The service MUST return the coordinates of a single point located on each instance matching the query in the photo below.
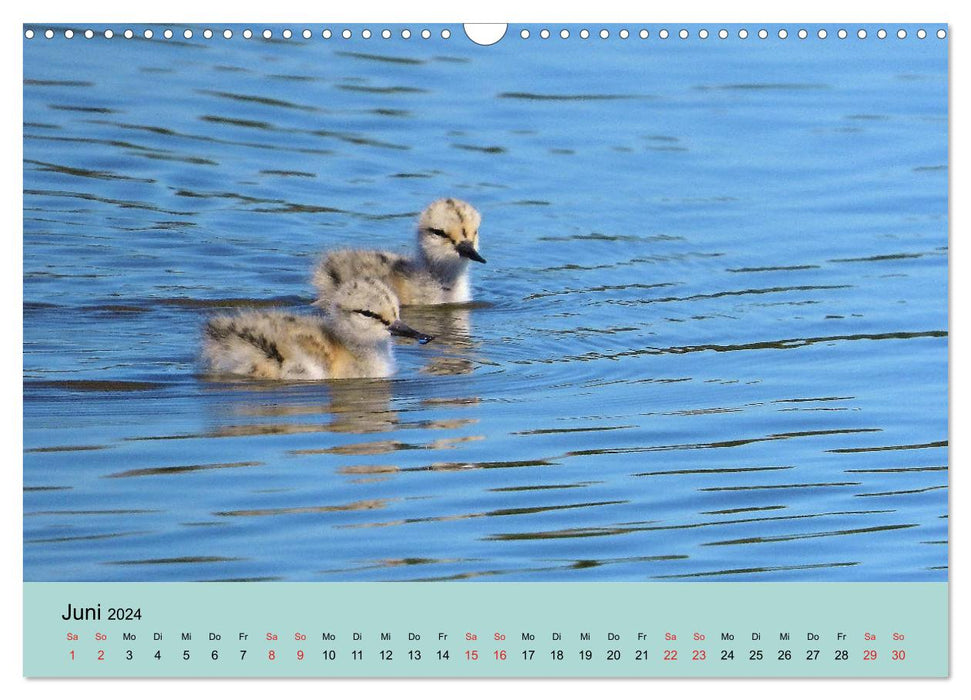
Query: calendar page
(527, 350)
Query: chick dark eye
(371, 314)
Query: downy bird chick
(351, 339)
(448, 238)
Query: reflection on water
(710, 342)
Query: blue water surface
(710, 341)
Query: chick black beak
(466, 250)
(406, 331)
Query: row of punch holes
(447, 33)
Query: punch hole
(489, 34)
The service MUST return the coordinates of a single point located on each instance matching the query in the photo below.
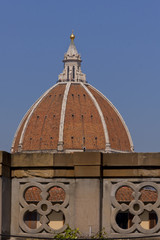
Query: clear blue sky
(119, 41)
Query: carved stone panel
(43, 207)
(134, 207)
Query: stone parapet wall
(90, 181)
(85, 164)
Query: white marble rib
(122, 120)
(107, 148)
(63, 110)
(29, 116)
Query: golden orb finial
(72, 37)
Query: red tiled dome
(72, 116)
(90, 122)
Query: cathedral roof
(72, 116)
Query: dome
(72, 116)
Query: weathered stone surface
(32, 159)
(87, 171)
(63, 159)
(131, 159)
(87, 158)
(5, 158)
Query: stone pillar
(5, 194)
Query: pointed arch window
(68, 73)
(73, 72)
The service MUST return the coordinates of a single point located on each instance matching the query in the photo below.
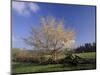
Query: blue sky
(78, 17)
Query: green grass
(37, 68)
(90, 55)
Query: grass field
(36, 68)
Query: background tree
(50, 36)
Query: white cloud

--- --- ---

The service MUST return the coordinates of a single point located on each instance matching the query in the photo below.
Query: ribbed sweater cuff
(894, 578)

--- --- ---

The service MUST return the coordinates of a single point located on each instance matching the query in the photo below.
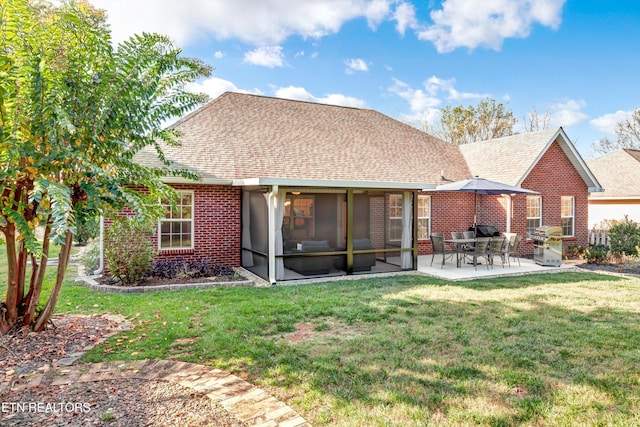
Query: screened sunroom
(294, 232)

--- --- ---

# AIM OF THE EXERCISE:
An exact copy is needed of the entries above, starting at the line that holds "Query: stone parapet wall" and stopping at the line that holds "Query: white cloud", both kept; pictures stay out.

# TASK OUTPUT:
Query: stone parapet wall
(90, 181)
(85, 164)
Query: white marble rib
(122, 120)
(107, 148)
(63, 110)
(29, 116)
Query: golden orb finial
(72, 37)
Query: red tiled dome
(72, 116)
(90, 122)
Query: cathedral roof
(72, 116)
Query: dome
(72, 116)
Query: weathered stone surface
(32, 159)
(87, 171)
(63, 159)
(131, 159)
(87, 158)
(5, 158)
Query: stone pillar
(5, 194)
Query: pointed arch window
(68, 73)
(73, 72)
The service MUST return the coordinates of a single point located on each instance matching the query in the photo below.
Query: blue sky
(78, 17)
Query: green grass
(37, 68)
(90, 55)
Query: grass field
(36, 68)
Query: background tree
(50, 36)
Query: white cloud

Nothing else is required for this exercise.